• TRY IT: Whatever the records say, give every one of them again exactly.

━━━━━ EXCERPTED RECORDS

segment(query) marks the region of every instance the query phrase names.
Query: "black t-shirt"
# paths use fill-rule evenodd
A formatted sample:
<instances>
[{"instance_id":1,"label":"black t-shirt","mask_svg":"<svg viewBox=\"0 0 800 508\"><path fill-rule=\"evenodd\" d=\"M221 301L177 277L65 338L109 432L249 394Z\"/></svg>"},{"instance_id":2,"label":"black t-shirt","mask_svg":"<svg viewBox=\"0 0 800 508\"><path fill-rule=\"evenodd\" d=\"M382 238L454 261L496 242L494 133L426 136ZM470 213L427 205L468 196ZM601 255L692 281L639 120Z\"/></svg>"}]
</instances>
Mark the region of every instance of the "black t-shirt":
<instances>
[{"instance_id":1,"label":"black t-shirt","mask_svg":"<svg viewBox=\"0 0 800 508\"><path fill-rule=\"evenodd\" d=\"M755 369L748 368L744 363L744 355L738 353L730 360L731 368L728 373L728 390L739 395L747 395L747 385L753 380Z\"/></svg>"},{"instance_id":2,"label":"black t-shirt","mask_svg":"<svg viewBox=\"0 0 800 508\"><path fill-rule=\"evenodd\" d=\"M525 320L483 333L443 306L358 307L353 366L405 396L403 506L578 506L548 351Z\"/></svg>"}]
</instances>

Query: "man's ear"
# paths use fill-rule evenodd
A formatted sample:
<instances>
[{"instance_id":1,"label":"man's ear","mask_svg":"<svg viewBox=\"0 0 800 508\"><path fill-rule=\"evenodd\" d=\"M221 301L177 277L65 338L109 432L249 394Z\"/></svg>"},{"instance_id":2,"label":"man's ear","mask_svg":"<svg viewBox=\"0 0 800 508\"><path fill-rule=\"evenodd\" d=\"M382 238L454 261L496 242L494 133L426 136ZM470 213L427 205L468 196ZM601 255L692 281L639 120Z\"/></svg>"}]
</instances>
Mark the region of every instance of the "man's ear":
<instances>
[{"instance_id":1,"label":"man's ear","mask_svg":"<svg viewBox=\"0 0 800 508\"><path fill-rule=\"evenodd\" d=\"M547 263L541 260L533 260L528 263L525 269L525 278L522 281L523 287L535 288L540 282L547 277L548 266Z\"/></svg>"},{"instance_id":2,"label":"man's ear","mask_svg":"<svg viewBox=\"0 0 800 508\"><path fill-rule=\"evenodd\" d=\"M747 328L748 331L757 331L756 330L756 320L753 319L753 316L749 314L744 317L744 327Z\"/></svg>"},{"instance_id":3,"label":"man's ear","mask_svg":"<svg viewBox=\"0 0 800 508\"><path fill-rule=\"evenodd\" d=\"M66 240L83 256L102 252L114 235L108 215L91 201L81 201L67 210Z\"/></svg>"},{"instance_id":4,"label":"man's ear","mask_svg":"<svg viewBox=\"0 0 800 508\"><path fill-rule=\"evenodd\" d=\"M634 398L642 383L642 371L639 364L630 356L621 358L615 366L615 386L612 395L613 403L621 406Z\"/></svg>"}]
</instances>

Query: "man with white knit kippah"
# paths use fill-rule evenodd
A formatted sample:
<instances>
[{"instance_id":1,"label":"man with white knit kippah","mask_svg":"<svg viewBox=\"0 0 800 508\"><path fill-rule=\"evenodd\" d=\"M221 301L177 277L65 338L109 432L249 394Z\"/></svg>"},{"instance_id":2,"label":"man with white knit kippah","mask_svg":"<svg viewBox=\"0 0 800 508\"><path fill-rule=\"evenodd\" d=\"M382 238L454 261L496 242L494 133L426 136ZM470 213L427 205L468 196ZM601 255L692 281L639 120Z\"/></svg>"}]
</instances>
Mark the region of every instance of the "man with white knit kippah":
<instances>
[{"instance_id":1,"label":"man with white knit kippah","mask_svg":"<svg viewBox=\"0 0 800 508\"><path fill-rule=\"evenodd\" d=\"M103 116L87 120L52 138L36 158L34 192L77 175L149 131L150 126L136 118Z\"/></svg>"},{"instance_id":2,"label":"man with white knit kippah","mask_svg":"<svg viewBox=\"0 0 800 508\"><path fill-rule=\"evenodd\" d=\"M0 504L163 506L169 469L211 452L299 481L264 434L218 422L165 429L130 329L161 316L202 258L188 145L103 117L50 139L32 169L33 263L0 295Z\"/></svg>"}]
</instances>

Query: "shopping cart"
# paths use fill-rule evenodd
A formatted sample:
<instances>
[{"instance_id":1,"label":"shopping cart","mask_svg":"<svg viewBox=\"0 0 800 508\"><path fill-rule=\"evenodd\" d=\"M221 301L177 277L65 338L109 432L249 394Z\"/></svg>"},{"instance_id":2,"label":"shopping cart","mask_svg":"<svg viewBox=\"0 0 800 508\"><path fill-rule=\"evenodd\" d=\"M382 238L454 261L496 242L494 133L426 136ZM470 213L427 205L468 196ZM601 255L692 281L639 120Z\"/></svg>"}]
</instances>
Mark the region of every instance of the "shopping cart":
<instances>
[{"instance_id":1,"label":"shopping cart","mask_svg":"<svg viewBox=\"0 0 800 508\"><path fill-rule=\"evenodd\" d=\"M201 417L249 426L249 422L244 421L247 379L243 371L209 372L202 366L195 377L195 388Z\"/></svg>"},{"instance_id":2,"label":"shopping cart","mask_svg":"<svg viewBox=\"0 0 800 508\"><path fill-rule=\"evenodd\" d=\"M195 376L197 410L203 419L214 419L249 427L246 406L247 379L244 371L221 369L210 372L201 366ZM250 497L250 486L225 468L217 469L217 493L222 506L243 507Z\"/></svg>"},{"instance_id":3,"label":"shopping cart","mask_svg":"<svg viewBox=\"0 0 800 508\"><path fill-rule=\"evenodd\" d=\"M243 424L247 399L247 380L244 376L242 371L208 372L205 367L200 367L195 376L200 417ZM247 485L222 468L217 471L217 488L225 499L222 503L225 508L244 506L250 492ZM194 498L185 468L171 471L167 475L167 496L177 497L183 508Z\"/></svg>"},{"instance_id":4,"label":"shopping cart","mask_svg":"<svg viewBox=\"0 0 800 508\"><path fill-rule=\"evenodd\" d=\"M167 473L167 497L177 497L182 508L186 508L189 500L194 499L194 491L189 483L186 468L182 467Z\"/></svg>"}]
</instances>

━━━━━━━━━━

• TASK OUTPUT:
segment(query) marks the region of every instance the query phrase names.
Query: "black t-shirt"
# paths use fill-rule evenodd
A formatted sample:
<instances>
[{"instance_id":1,"label":"black t-shirt","mask_svg":"<svg viewBox=\"0 0 800 508\"><path fill-rule=\"evenodd\" d=\"M221 301L177 277L65 338L109 432L249 394Z\"/></svg>"},{"instance_id":2,"label":"black t-shirt","mask_svg":"<svg viewBox=\"0 0 800 508\"><path fill-rule=\"evenodd\" d=\"M382 238L454 261L496 242L494 133L426 136ZM470 213L427 205L468 196ZM601 255L692 281L639 120Z\"/></svg>"}]
</instances>
Mark the region of every instance of the "black t-shirt":
<instances>
[{"instance_id":1,"label":"black t-shirt","mask_svg":"<svg viewBox=\"0 0 800 508\"><path fill-rule=\"evenodd\" d=\"M755 369L748 368L744 363L744 355L738 353L730 360L731 368L728 373L728 390L739 395L747 395L747 385L753 380Z\"/></svg>"},{"instance_id":2,"label":"black t-shirt","mask_svg":"<svg viewBox=\"0 0 800 508\"><path fill-rule=\"evenodd\" d=\"M525 320L483 333L443 306L358 307L353 366L405 396L403 506L578 506L548 351Z\"/></svg>"}]
</instances>

Query: "man's ear"
# paths use fill-rule evenodd
A formatted sample:
<instances>
[{"instance_id":1,"label":"man's ear","mask_svg":"<svg viewBox=\"0 0 800 508\"><path fill-rule=\"evenodd\" d=\"M221 301L177 277L65 338L109 432L249 394Z\"/></svg>"},{"instance_id":2,"label":"man's ear","mask_svg":"<svg viewBox=\"0 0 800 508\"><path fill-rule=\"evenodd\" d=\"M382 238L454 261L496 242L494 133L426 136ZM470 213L427 205L468 196ZM601 255L692 281L639 120Z\"/></svg>"}]
</instances>
Mark the region of every instance of the "man's ear":
<instances>
[{"instance_id":1,"label":"man's ear","mask_svg":"<svg viewBox=\"0 0 800 508\"><path fill-rule=\"evenodd\" d=\"M547 263L541 260L533 260L528 263L525 269L525 278L522 281L523 287L535 288L540 282L547 277L548 266Z\"/></svg>"},{"instance_id":2,"label":"man's ear","mask_svg":"<svg viewBox=\"0 0 800 508\"><path fill-rule=\"evenodd\" d=\"M747 328L748 331L757 331L756 330L756 320L753 319L753 316L749 314L744 317L744 327Z\"/></svg>"},{"instance_id":3,"label":"man's ear","mask_svg":"<svg viewBox=\"0 0 800 508\"><path fill-rule=\"evenodd\" d=\"M66 240L83 256L102 252L114 235L108 215L91 201L81 201L67 210Z\"/></svg>"},{"instance_id":4,"label":"man's ear","mask_svg":"<svg viewBox=\"0 0 800 508\"><path fill-rule=\"evenodd\" d=\"M634 398L642 383L642 371L639 364L630 356L621 358L615 366L615 386L612 395L613 403L621 406Z\"/></svg>"}]
</instances>

Query: "man with white knit kippah"
# paths use fill-rule evenodd
A formatted sample:
<instances>
[{"instance_id":1,"label":"man with white knit kippah","mask_svg":"<svg viewBox=\"0 0 800 508\"><path fill-rule=\"evenodd\" d=\"M221 301L177 277L65 338L109 432L249 394Z\"/></svg>"},{"instance_id":2,"label":"man with white knit kippah","mask_svg":"<svg viewBox=\"0 0 800 508\"><path fill-rule=\"evenodd\" d=\"M382 238L454 261L496 242L494 133L426 136ZM470 213L427 205L468 196ZM601 255L692 281L639 120Z\"/></svg>"}]
</instances>
Mark the region of every instance of the "man with white knit kippah":
<instances>
[{"instance_id":1,"label":"man with white knit kippah","mask_svg":"<svg viewBox=\"0 0 800 508\"><path fill-rule=\"evenodd\" d=\"M103 116L87 120L52 138L36 158L34 192L77 175L149 131L150 126L136 118Z\"/></svg>"},{"instance_id":2,"label":"man with white knit kippah","mask_svg":"<svg viewBox=\"0 0 800 508\"><path fill-rule=\"evenodd\" d=\"M0 504L163 506L169 469L211 452L299 481L264 434L218 422L165 429L130 329L161 316L202 258L188 145L103 117L50 139L32 169L33 263L0 295Z\"/></svg>"}]
</instances>

Query: "shopping cart"
# paths use fill-rule evenodd
A formatted sample:
<instances>
[{"instance_id":1,"label":"shopping cart","mask_svg":"<svg viewBox=\"0 0 800 508\"><path fill-rule=\"evenodd\" d=\"M221 301L177 277L65 338L109 432L249 394Z\"/></svg>"},{"instance_id":2,"label":"shopping cart","mask_svg":"<svg viewBox=\"0 0 800 508\"><path fill-rule=\"evenodd\" d=\"M382 238L454 261L496 242L494 133L426 136ZM470 213L427 205L468 196ZM601 255L692 281L639 120Z\"/></svg>"}]
</instances>
Mark the region of every instance of the "shopping cart":
<instances>
[{"instance_id":1,"label":"shopping cart","mask_svg":"<svg viewBox=\"0 0 800 508\"><path fill-rule=\"evenodd\" d=\"M201 417L249 426L249 422L244 421L247 379L243 371L209 372L202 366L195 377L195 388Z\"/></svg>"},{"instance_id":2,"label":"shopping cart","mask_svg":"<svg viewBox=\"0 0 800 508\"><path fill-rule=\"evenodd\" d=\"M195 376L197 410L203 419L214 419L249 427L246 406L247 379L244 371L221 369L210 372L201 366ZM250 497L250 486L225 468L217 469L217 493L222 506L243 507Z\"/></svg>"},{"instance_id":3,"label":"shopping cart","mask_svg":"<svg viewBox=\"0 0 800 508\"><path fill-rule=\"evenodd\" d=\"M243 424L247 399L247 380L244 376L242 371L208 372L205 367L200 367L195 376L200 417ZM247 485L222 468L217 471L217 488L225 499L222 503L225 508L244 506L250 492ZM194 498L185 468L171 471L167 475L167 496L177 497L183 508Z\"/></svg>"},{"instance_id":4,"label":"shopping cart","mask_svg":"<svg viewBox=\"0 0 800 508\"><path fill-rule=\"evenodd\" d=\"M167 473L167 497L177 497L182 508L186 508L189 500L194 499L194 491L189 483L186 468L182 467Z\"/></svg>"}]
</instances>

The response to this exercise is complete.